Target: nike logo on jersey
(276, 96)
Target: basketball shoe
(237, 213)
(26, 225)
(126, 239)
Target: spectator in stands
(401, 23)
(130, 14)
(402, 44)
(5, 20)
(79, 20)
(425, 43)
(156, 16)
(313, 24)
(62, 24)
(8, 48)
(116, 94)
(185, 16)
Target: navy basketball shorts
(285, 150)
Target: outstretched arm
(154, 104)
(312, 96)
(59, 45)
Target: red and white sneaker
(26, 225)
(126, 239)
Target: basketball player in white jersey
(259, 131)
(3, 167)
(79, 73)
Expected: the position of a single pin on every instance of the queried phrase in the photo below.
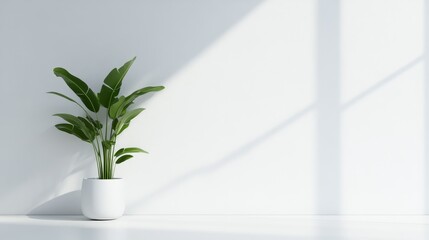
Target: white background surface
(270, 107)
(216, 227)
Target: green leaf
(79, 87)
(97, 124)
(129, 150)
(71, 129)
(107, 144)
(79, 124)
(116, 109)
(123, 159)
(112, 84)
(125, 120)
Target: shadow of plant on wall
(166, 36)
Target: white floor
(208, 227)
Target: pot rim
(99, 179)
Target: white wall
(270, 107)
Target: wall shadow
(64, 204)
(426, 104)
(328, 107)
(165, 35)
(227, 159)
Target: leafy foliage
(117, 118)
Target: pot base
(102, 199)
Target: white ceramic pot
(102, 199)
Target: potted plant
(106, 115)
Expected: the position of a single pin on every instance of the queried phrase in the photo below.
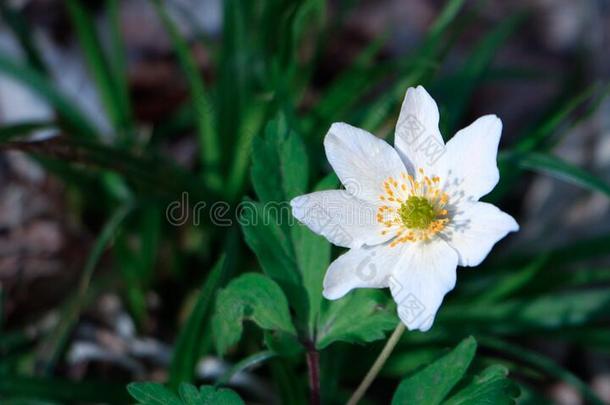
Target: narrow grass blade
(107, 86)
(70, 115)
(209, 142)
(188, 347)
(561, 170)
(13, 132)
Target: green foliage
(188, 343)
(361, 316)
(251, 297)
(157, 394)
(438, 382)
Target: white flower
(409, 214)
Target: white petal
(361, 160)
(468, 165)
(341, 218)
(425, 274)
(418, 139)
(365, 267)
(475, 228)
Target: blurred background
(102, 111)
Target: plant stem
(376, 367)
(313, 365)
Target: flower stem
(313, 366)
(376, 367)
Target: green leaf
(223, 396)
(252, 297)
(186, 353)
(12, 131)
(153, 394)
(542, 363)
(279, 164)
(69, 113)
(490, 387)
(561, 170)
(245, 364)
(189, 394)
(361, 316)
(107, 85)
(543, 312)
(432, 384)
(273, 248)
(209, 143)
(313, 258)
(156, 394)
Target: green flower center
(417, 213)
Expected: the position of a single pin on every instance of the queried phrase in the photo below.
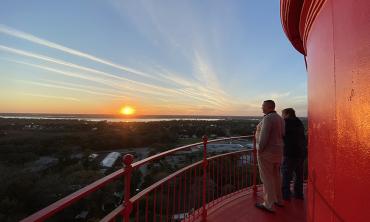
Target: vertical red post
(127, 161)
(254, 165)
(204, 212)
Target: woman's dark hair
(289, 112)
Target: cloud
(51, 97)
(22, 35)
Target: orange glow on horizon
(127, 110)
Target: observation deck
(218, 187)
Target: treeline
(24, 189)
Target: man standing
(294, 154)
(269, 141)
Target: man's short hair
(289, 112)
(270, 102)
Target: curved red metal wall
(335, 37)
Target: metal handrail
(126, 208)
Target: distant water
(109, 118)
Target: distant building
(110, 159)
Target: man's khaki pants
(269, 168)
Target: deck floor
(242, 209)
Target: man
(294, 154)
(269, 141)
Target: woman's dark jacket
(294, 139)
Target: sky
(162, 57)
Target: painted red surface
(241, 209)
(336, 40)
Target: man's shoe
(300, 197)
(279, 204)
(263, 207)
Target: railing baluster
(146, 207)
(185, 195)
(254, 166)
(168, 200)
(195, 193)
(137, 211)
(179, 196)
(127, 160)
(160, 217)
(173, 211)
(205, 163)
(154, 205)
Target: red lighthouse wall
(335, 37)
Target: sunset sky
(158, 56)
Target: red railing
(184, 195)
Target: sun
(127, 110)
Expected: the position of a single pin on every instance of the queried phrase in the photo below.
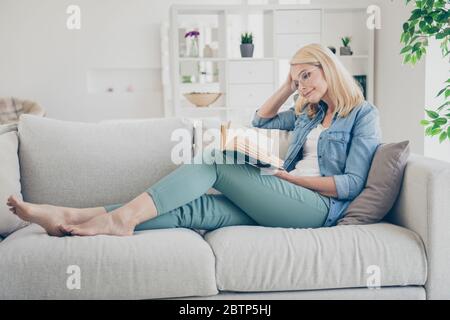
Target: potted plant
(346, 50)
(247, 45)
(428, 20)
(193, 35)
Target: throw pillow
(382, 186)
(9, 182)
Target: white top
(309, 164)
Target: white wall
(437, 72)
(400, 89)
(41, 60)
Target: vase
(247, 50)
(193, 51)
(346, 51)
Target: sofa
(75, 164)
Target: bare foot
(47, 216)
(108, 224)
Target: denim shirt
(345, 149)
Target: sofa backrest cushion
(94, 164)
(9, 181)
(382, 186)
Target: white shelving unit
(279, 30)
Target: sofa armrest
(423, 206)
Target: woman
(335, 135)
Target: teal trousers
(247, 198)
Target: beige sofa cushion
(251, 258)
(9, 182)
(81, 164)
(150, 264)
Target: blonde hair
(343, 89)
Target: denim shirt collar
(323, 106)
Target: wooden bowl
(202, 99)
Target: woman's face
(309, 81)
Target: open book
(250, 146)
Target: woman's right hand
(289, 83)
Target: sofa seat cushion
(78, 164)
(150, 264)
(253, 258)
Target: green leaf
(443, 136)
(441, 92)
(405, 49)
(440, 121)
(436, 131)
(447, 93)
(432, 114)
(415, 14)
(440, 35)
(446, 103)
(423, 26)
(405, 27)
(407, 58)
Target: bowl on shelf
(202, 99)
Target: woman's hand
(283, 174)
(289, 83)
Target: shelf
(187, 59)
(354, 56)
(204, 108)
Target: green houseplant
(429, 19)
(346, 50)
(247, 46)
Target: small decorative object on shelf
(207, 51)
(193, 48)
(362, 80)
(247, 45)
(186, 79)
(202, 99)
(346, 50)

• Task statement: A verbatim printout of the entries above is expected, free of pictures.

• Result below:
Target: nike logo on jersey
(276, 96)
Target: basketball shoe
(237, 213)
(26, 225)
(126, 239)
Target: spectator in stands
(401, 23)
(130, 14)
(402, 44)
(5, 20)
(79, 20)
(425, 43)
(156, 16)
(313, 24)
(62, 24)
(8, 48)
(116, 94)
(185, 16)
Target: navy basketball shorts
(285, 150)
Target: outstretched arm
(154, 104)
(312, 96)
(59, 45)
Target: red and white sneaker
(26, 225)
(126, 239)
Target: basketball player in white jersey
(259, 131)
(3, 167)
(79, 73)
Expected: the position of a single pin on every instance of the queried phrase in the photo below.
Target: white background surface
(270, 107)
(216, 227)
Target: green leaf
(79, 87)
(97, 124)
(129, 150)
(71, 129)
(107, 144)
(79, 124)
(116, 109)
(123, 159)
(112, 84)
(125, 120)
Target: shadow of plant on wall
(166, 36)
Target: white floor
(208, 227)
Target: pot rim
(99, 179)
Target: white wall
(270, 107)
Target: wall shadow
(64, 204)
(426, 104)
(328, 107)
(165, 35)
(227, 159)
Target: leafy foliage
(117, 118)
Target: pot base
(102, 199)
Target: white ceramic pot
(102, 199)
Target: potted plant
(106, 115)
Expected: the position of a single pin on every instance of the queried phrase in the photo below.
Target: narrow grass blade
(107, 86)
(70, 115)
(209, 142)
(188, 347)
(561, 170)
(13, 132)
Target: green foliage
(188, 343)
(361, 316)
(251, 297)
(157, 394)
(438, 382)
Target: white flower
(409, 214)
Target: white petal
(361, 160)
(468, 165)
(341, 218)
(425, 274)
(418, 139)
(365, 267)
(475, 228)
Target: blurred background
(102, 111)
Target: plant stem
(376, 367)
(313, 365)
Target: flower stem
(313, 366)
(376, 367)
Target: green leaf
(223, 396)
(252, 297)
(186, 353)
(12, 131)
(153, 394)
(542, 363)
(279, 164)
(69, 113)
(490, 387)
(561, 170)
(245, 364)
(189, 394)
(361, 316)
(107, 85)
(543, 312)
(432, 384)
(273, 248)
(209, 143)
(313, 258)
(156, 394)
Target: green flower center
(417, 213)
Expected: the position of a single pin on every instance of the queried phrase in the photo below.
Target: vertical red post
(127, 161)
(254, 165)
(204, 212)
Target: woman's dark hair
(289, 112)
Target: cloud
(51, 97)
(22, 35)
Target: orange glow on horizon
(127, 110)
Target: observation deck
(218, 187)
Target: treeline
(24, 189)
Target: man standing
(294, 154)
(269, 141)
Target: man's short hair
(289, 112)
(270, 102)
Target: curved red metal wall
(335, 37)
Target: metal handrail
(126, 208)
Target: distant water
(109, 118)
Target: distant building
(110, 159)
Target: man's khaki pants
(269, 168)
Target: deck floor
(242, 209)
Target: man
(294, 154)
(269, 141)
Target: woman's dark jacket
(294, 139)
Target: sky
(162, 57)
Target: painted red surface
(241, 209)
(336, 40)
Target: man's shoe
(300, 197)
(279, 204)
(263, 207)
Target: railing baluster
(146, 207)
(185, 195)
(254, 166)
(168, 200)
(195, 193)
(137, 211)
(179, 196)
(127, 160)
(160, 217)
(173, 211)
(205, 163)
(154, 205)
Target: red lighthouse wall
(335, 37)
Target: sunset sky
(158, 56)
Target: red railing
(184, 195)
Target: sun
(127, 110)
Expected: the position of a single pin on every instance of the queried phrase in the photo below.
Target: potted plant
(346, 50)
(247, 45)
(428, 20)
(193, 35)
Target: throw pillow
(382, 186)
(9, 182)
Target: white top
(309, 164)
Target: white wall
(437, 72)
(400, 89)
(41, 60)
Target: vase
(247, 50)
(193, 51)
(346, 51)
Target: sofa
(75, 164)
Target: bare foot
(47, 216)
(108, 224)
Target: denim shirt
(345, 149)
Target: sofa backrest cushion
(94, 164)
(9, 181)
(382, 186)
Target: white shelving unit
(279, 30)
Target: sofa armrest
(423, 206)
Target: woman
(335, 135)
Target: teal trousers
(247, 198)
Target: beige sofa cushion
(251, 258)
(9, 182)
(81, 164)
(150, 264)
Target: blonde hair
(343, 89)
Target: denim shirt collar
(323, 106)
Target: wooden bowl
(202, 99)
Target: woman's face
(309, 81)
Target: open book
(250, 146)
Target: woman's right hand
(289, 83)
Target: sofa seat cushion
(78, 164)
(150, 264)
(253, 258)
Target: green leaf
(443, 136)
(441, 92)
(405, 49)
(440, 121)
(436, 131)
(447, 93)
(432, 114)
(415, 14)
(440, 35)
(446, 103)
(423, 26)
(405, 27)
(407, 58)
Target: bowl on shelf
(202, 99)
Target: woman's hand
(283, 174)
(289, 83)
Target: shelf
(187, 59)
(354, 56)
(204, 108)
Target: green houseplant
(429, 19)
(346, 50)
(247, 46)
Target: small decorative object on shelf
(207, 51)
(193, 48)
(362, 80)
(247, 45)
(186, 79)
(202, 99)
(346, 50)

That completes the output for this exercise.